• [AIM OF THE EXERCISE]
Each line must appear in the answer exactly as it does in the data.

RECORDS FOR THIS EXERCISE Start Marker

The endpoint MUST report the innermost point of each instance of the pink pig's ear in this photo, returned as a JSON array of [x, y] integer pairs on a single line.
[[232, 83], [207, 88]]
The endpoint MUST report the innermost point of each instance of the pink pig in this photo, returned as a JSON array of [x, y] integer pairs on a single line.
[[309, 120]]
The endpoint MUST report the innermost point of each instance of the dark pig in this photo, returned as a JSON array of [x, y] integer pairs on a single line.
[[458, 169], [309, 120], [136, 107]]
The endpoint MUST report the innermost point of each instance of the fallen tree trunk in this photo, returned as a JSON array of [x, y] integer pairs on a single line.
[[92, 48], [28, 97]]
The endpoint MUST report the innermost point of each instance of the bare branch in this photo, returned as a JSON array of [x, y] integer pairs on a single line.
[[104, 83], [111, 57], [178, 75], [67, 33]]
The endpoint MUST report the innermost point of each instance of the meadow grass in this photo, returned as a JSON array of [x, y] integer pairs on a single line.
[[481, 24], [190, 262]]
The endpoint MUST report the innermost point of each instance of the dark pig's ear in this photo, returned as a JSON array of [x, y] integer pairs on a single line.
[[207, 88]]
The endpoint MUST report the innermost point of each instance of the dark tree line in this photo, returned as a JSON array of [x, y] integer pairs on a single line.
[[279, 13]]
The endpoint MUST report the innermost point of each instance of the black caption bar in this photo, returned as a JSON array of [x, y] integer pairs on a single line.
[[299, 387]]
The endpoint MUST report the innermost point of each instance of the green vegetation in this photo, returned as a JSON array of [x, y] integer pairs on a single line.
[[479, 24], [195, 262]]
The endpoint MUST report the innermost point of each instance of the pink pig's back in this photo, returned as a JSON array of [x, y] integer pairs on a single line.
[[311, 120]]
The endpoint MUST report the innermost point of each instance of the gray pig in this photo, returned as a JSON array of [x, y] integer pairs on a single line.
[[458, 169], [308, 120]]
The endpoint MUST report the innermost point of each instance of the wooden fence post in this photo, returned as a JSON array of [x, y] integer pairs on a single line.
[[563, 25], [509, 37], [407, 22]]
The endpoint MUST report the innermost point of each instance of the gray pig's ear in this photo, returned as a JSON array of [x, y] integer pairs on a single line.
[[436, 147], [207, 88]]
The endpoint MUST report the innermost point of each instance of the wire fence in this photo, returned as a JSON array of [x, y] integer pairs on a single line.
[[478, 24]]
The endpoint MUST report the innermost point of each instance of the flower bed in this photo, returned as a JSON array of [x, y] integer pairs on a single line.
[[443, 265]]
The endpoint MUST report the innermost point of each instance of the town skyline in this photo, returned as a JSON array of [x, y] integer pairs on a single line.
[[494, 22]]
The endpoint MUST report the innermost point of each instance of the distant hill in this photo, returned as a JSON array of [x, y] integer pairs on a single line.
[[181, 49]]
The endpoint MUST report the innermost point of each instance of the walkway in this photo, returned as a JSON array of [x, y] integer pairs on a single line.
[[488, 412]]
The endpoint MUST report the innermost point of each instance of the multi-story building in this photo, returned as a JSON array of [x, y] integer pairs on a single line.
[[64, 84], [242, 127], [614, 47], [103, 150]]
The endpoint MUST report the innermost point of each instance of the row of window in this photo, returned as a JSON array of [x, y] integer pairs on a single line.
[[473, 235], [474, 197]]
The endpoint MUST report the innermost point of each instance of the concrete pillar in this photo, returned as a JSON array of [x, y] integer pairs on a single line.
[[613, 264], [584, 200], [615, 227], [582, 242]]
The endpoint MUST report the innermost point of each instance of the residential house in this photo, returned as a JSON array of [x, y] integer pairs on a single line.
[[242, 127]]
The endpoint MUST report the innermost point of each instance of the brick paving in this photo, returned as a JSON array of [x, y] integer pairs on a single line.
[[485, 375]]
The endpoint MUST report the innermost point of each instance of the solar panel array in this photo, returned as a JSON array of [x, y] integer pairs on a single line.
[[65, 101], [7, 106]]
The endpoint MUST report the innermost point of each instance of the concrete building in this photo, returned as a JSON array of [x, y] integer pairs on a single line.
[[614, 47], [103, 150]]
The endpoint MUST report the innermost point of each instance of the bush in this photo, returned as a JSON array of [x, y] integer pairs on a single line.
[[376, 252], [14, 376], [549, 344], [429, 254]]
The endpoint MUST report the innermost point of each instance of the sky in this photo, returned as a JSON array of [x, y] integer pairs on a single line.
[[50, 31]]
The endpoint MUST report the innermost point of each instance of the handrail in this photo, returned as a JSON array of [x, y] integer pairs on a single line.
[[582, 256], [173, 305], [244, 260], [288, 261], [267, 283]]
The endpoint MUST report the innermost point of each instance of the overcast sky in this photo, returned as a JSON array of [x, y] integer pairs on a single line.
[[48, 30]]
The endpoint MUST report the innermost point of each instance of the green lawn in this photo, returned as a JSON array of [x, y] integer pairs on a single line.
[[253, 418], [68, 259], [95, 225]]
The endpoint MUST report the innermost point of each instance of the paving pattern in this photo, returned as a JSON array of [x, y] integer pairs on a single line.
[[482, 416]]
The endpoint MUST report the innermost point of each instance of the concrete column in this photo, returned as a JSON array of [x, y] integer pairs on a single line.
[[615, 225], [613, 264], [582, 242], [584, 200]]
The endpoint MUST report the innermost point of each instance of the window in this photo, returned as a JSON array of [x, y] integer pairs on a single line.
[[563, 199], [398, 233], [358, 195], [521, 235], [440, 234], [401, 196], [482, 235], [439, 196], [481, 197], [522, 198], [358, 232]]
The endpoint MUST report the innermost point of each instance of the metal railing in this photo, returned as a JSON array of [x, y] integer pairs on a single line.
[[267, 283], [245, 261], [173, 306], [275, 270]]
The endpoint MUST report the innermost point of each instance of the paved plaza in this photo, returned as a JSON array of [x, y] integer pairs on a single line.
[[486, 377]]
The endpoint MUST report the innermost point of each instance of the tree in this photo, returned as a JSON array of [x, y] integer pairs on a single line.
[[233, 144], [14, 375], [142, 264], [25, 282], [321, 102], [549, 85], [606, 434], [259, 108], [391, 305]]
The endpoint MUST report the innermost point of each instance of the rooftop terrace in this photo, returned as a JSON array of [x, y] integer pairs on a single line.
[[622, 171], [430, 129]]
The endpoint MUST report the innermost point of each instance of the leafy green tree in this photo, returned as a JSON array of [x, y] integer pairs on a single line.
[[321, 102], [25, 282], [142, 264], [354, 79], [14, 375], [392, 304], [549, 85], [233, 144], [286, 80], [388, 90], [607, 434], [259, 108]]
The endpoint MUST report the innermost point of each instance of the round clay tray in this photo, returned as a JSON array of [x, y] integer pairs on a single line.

RECORDS FOR THIS EXERCISE End Marker

• [RESULT OF THIS EXERCISE]
The endpoint MUST report the innermost point of each instance of the pink pig's ear in this photo, returned as a JSON array of [x, y] integer pairs on a single line.
[[232, 83], [207, 88]]
The endpoint MUST report the innermost point of each instance of the pink pig in this photo, returned as a JSON array of [x, y] integer pairs on a single line.
[[309, 120]]
The endpoint MUST report the innermost point of each instance of the dark pig in this photo, returned as a JSON array of [x, y] integer pairs on a single line.
[[458, 169], [309, 120], [136, 107]]
The endpoint MUST report the innermost point of each instance of the fallen tree trunk in this photo, returned as a JSON array of [x, y] integer pairs on a single line.
[[92, 48], [28, 97]]
The endpoint MUST report the innermost point of each instance of the bare branch in this photo, returned as a JSON array of [x, y] integer pairs on a single line.
[[104, 83], [111, 57], [178, 75], [67, 33]]
The endpoint MUST report the innermost point of each instance of the meadow grass in this photo, returned as a JSON array of [x, y] integer pairs on a single line.
[[481, 24], [190, 262]]
The endpoint MUST report the innermost point of each instance of the dark pig's ear in this photo, returned as a JSON array of [x, y] integer pairs on a single line.
[[207, 88]]
The endpoint MUST report the innermost point of each instance of the dark tree line in this photo, returned as a JSON array of [x, y] integer pairs on a single line.
[[279, 13]]
The endpoint MUST report the innermost point of each instance of the black caption bar in this photo, returned as a JSON array of [x, y] integer pairs on a single line.
[[299, 387]]
The endpoint MUST report the innermost point of each instance of the green vegetation in this photo, returned as a JSON array of [x, y] integer pairs on a single line.
[[479, 24], [195, 262]]
The endpoint MUST report the innermost point of each instance of the pink pig's back in this photo, returned as a JSON array of [x, y] integer pairs on a single line.
[[311, 120]]
The endpoint MUST report the innermost point of each instance of the gray pig in this photo, returned as a JSON array of [x, y] integer pairs on a single line.
[[458, 169], [308, 120]]
The endpoint MUST report the innermost point of each instance of the wooden fence post in this photo, returned as a JSON array of [x, y] integer pairs on a single line.
[[563, 25], [509, 37], [407, 22]]
The endpoint MUST report the innermost point of each instance of the gray pig's ear in this photo, returned as a JSON array of [x, y] integer pairs on a single line.
[[436, 147], [207, 88]]
The endpoint MUST report the innermost point of each instance of the wire fence in this photo, returned as a JSON array of [x, y] integer pairs on a single line.
[[478, 24]]
The endpoint MUST report the innermost point of each instance of the flower bed in this photo, returned as a JSON array of [x, y] integer pairs on a single line.
[[443, 265]]
The endpoint MUST report the innermost point of each instance of the town skyline in this photo, returned as a JSON array of [x, y] integer pairs on a single line.
[[494, 22]]
The endpoint MUST report the innermost point of each instance of the distant hill in this photo, returned as a JSON array of [x, y] integer pairs on a single line.
[[181, 49]]
The endpoint MUST report the innermost point of each instance of the walkway in this photo, returned as a JSON array of [x, y] integer pairs on a single line.
[[488, 412]]
The endpoint MUST report the innermost point of each instance of the multi-story building in this photo, returned as a JSON array of [x, y] integer pairs on a single line.
[[64, 84], [242, 127], [614, 47], [103, 150]]
The endpoint MUST report the innermost point of each instance of the row of window in this photo, returned as a JSON array of [x, y] integer pairs on a single line.
[[473, 235], [474, 197]]
The endpoint MUST report the innermost point of each instance of the concrete pillar in this photo, returned as a JSON array of [x, y] integer pairs on a single line.
[[613, 264], [584, 200], [615, 227], [582, 242]]
The endpoint MUST report the innermost point of each instance of the residential house in this photo, returned as a JSON array of [x, y] integer pairs on a single line.
[[242, 127]]
The endpoint MUST report the innermost point of each instance of the brick paving in this photo, returned as a JSON array of [x, y] integer pairs on a single line.
[[485, 375]]
The endpoint MUST report the innermost point of each instance of the solar panel array in this photo, returned as a JSON array of [x, y] integer pairs on a single line.
[[65, 101], [7, 106]]
The endpoint MUST report the innermost point of each instance of the concrete building in this photo, returned as a JSON array of [x, y] integer pairs on a single line.
[[614, 47], [103, 150]]
The endpoint MUST report the innermost point of each instance of the bush in this photo, returned as a JSON array of [x, y] integer pairs on a single line.
[[376, 252], [14, 376], [549, 344], [429, 254]]
The endpoint MUST report the innermost point of each instance of the sky in this photo, returned as a JSON array of [x, y] integer pairs on a single line.
[[50, 31]]
The endpoint MUST report the innermost point of each instance of the handrail in this photo, returned as a JSON array of [x, y] integer pairs on a single line.
[[582, 256], [173, 305], [244, 260], [288, 261], [267, 283]]
The endpoint MUST report the innermost point of each instance of the overcast sky in this photo, returned as a JSON array of [x, y] integer pairs on a single line.
[[48, 30]]
The endpoint MUST report the innermost point of each instance of the green lawn in this photo, returned as a JSON array of [x, y] integer pairs on a single line.
[[253, 418], [68, 259], [95, 225]]
The endpoint MUST report the innermost point of each instance of the paving pattern in this photo, returned as a JSON array of [x, y] integer pairs on a single line.
[[482, 416]]
The endpoint MUST report the innermost point of each instance of the concrete column in this photo, returned as a JSON array of [x, y] integer pairs on a single line.
[[615, 225], [613, 264], [582, 242], [584, 200]]
The endpoint MUST report the innermost point of each instance of the window in this photo, returned as a JSON array of [x, y] integer pairs on a single line.
[[563, 199], [398, 233], [358, 195], [521, 235], [440, 234], [401, 196], [482, 235], [439, 196], [481, 197], [522, 198], [358, 232]]
The endpoint MUST report the innermost point of each instance of the metal railing in this photo, returned as a JSON array of [x, y] integer pairs on a single line.
[[267, 283], [245, 261], [173, 306], [275, 270]]
The endpoint MUST report the innermost point of each instance of the paved plaza in this photo, returned as a JSON array of [x, y] integer pairs on a single line.
[[486, 377]]
The endpoint MUST report the innermost point of each instance of the tree in this photo, returned as a JSON array of [x, y] integer pairs on a single line.
[[233, 144], [14, 375], [142, 264], [25, 282], [321, 102], [549, 85], [606, 434], [259, 108], [391, 305]]
The endpoint MUST report the innermost point of each instance of the rooftop terrace in this photo, returned as a JSON array of [x, y] integer pairs on a single line.
[[622, 171], [430, 129]]
The endpoint MUST report the innermost point of each instance of the leafy green tree in this photo, returned as a JSON array of [x, y] integer pairs on a single line.
[[321, 102], [25, 282], [142, 264], [354, 79], [14, 375], [392, 304], [549, 85], [233, 144], [286, 80], [388, 90], [607, 434], [259, 108]]
The endpoint MUST report the innermost point of each instance of the round clay tray in this photo, returned as a JSON array of [x, y] integer pairs on a single line.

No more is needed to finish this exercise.